As leftists we should be troubled by the assertion from rape culture that survivors are liars who inflating claims; and too by the way that leftists genuinely do sometimes inflate claims.

Why do we do that? Because people listen more when we say "it was abusive" than "I'm hurt." We live in a culture that forces us to rationalize and problematize everything—I'm doing it right now!—in order for our feelings to be taken seriously.

Gossip is a cheap way to create intimacy.

Why do other leftists perpetuate accusations without verifying any details? The left traffics credibility on self-righteousness: when I tell you how "dangerous" someone is, I'm telegraphing an inside knowledge of our social group; a vigilance and intolerance for bad behavior, which makes me morally superior to the accused; and a disgust for bad behavior, which insulates me against accusations for the that type of harm. It lets me show that I'm trying to protect you by telling you who to distrust.

This cycle is terrible for many reasons. It makes us suspicious of each other. It makes us afraid to become the next target of cancel culture. It sucks our energy away from fighting our shared enemies. It reproduces carceral logic.

Unknown artist for Bram Stoker's Dracula. A Mystery Story, c.1910.

The Vampire Castle

In his essay "Exiting the Vampire Castle", Mark Fisher (z"l) says that cancel culture replicates the puritanism of the church: morality, guilt, condemnation and excommunication, with people divided into essential and immutable categories of “good” and “evil”. (The excommunication also rings true today in Jewish institutions, where countless antizionists have been kicked out.)

We need to learn, or re-learn, how to build comradeship and solidarity instead of doing capital’s work for it by condemning and abusing each other. This doesn’t mean, of course, that we must always agree – on the contrary, we must create conditions where disagreement can take place without fear of exclusion and excommunication.

Collected data entries:

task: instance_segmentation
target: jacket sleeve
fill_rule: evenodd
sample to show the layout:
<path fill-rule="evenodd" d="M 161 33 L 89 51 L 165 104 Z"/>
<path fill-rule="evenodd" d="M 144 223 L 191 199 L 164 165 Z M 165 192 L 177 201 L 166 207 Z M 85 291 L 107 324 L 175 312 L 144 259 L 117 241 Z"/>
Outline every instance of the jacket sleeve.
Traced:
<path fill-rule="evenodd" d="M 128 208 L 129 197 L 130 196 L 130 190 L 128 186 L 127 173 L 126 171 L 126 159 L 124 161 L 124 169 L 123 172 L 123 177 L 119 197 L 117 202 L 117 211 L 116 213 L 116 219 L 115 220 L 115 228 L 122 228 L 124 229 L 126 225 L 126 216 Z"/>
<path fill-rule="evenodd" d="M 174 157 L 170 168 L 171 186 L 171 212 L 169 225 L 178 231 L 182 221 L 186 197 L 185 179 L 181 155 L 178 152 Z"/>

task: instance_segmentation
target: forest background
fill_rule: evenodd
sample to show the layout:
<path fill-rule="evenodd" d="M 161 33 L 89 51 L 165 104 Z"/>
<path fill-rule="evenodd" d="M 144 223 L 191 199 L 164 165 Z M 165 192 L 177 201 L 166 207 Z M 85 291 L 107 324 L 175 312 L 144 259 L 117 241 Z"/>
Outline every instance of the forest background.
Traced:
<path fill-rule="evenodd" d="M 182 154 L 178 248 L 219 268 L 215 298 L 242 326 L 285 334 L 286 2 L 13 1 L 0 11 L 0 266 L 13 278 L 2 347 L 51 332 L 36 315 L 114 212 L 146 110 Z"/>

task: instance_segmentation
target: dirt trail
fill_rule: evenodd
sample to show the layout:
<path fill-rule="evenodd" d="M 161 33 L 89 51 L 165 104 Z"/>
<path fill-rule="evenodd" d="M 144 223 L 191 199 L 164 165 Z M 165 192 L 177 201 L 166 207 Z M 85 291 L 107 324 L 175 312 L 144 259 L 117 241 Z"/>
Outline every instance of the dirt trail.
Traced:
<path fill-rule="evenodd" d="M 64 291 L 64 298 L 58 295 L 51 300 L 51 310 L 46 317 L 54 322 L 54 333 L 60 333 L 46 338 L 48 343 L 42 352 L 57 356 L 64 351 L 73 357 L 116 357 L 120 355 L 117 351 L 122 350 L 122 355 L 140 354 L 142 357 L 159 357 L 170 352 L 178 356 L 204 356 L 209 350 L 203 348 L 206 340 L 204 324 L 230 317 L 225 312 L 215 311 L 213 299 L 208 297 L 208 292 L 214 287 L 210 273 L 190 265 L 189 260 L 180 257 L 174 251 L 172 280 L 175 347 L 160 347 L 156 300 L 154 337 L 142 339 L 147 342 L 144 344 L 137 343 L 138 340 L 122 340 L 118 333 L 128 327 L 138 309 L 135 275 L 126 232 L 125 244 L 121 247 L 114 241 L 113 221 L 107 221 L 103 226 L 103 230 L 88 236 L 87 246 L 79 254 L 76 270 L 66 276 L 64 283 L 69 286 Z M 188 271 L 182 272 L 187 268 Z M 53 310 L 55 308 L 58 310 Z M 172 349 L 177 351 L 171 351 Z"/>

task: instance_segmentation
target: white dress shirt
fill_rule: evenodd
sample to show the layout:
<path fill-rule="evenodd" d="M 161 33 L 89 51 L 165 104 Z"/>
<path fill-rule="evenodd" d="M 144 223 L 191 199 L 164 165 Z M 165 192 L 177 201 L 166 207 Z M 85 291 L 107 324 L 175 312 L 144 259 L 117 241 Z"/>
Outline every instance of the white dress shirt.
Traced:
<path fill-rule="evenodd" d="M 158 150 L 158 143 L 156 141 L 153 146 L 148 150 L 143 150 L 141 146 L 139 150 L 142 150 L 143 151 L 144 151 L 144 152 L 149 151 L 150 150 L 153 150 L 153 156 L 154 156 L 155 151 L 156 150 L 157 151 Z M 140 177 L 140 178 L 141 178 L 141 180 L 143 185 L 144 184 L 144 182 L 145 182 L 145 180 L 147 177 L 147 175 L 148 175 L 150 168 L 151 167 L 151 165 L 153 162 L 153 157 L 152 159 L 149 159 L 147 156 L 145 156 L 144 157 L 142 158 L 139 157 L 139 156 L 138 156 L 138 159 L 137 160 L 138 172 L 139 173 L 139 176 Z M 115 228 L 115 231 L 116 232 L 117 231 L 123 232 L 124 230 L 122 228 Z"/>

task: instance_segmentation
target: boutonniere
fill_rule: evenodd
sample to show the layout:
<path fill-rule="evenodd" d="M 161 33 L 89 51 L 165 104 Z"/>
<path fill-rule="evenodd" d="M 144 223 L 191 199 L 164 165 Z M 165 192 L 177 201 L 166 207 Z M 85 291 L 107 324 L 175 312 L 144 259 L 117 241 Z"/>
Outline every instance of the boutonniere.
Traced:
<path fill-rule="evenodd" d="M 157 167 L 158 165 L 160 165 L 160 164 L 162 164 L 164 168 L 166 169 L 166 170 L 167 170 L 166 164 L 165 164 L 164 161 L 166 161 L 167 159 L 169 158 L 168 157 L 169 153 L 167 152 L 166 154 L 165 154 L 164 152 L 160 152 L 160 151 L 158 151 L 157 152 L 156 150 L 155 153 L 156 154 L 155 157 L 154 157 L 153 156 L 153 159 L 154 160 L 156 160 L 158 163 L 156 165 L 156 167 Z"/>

Questions to answer:
1 - Answer these questions about the text on leftist cancel culture:
(a) What reason does the text give for people saying "it was abusive" rather than "I'm hurt"?
(b) What is the title of the Mark Fisher essay that the text cites?
(c) According to that essay, what does cancel culture replicate?
2 - Continue the text on leftist cancel culture from the point where it stops.
The entries have nothing to do with the tasks.

Answers to the exercises:
1 -
(a) People listen more when we say "it was abusive."
(b) "Exiting the Vampire Castle"
(c) The puritanism of the church

2 -
I hated "The Vampire Castle" when it was published in 2013. I was the Vampire Castle! Twenty-four, a recent graduate, one of Fisher’s “neo-anarchists” whose activism was to be hyper-online and pontificate. “Purism shades into fatalism; better not to be in any way tainted by the corruption of the mainstream, better to uselessly ‘resist’ than to risk getting your hands dirty.” Fisher correctly diagnosed the problem that I now jokingly reduce to "Doing things is reactionary." I was depressed and obsessed with identity: that’s where the social capital was. Totally exemplary and very disturbing is: when I heard that Fisher died in 2017, I posted a tweet along the lines of “I didn’t know Mark well but I liked him and his work is important, even if I really disagreed with the Vampire Castle essay”. I couldn’t publicly express grief without caveats for fear that any proximity to a thinker meant total endorsement of everything they’d ever said. I quickly deleted the tweet when I learned that he didn’t just die, he’d killed himself; a moment of actual shock and sadness jolted me into realizing that discoursing—and distancing myself from what I felt was his most problematic take—wasn’t an appropriate eulogy.

I know people who carry around the gossip of the left like secrets in their hair. They hold the dirt on everyone, never forgetting and certainly never forgiving. The cancellations are currency. It looks exhausting.

"Witches Being Hanged", unknown, England, published 1655.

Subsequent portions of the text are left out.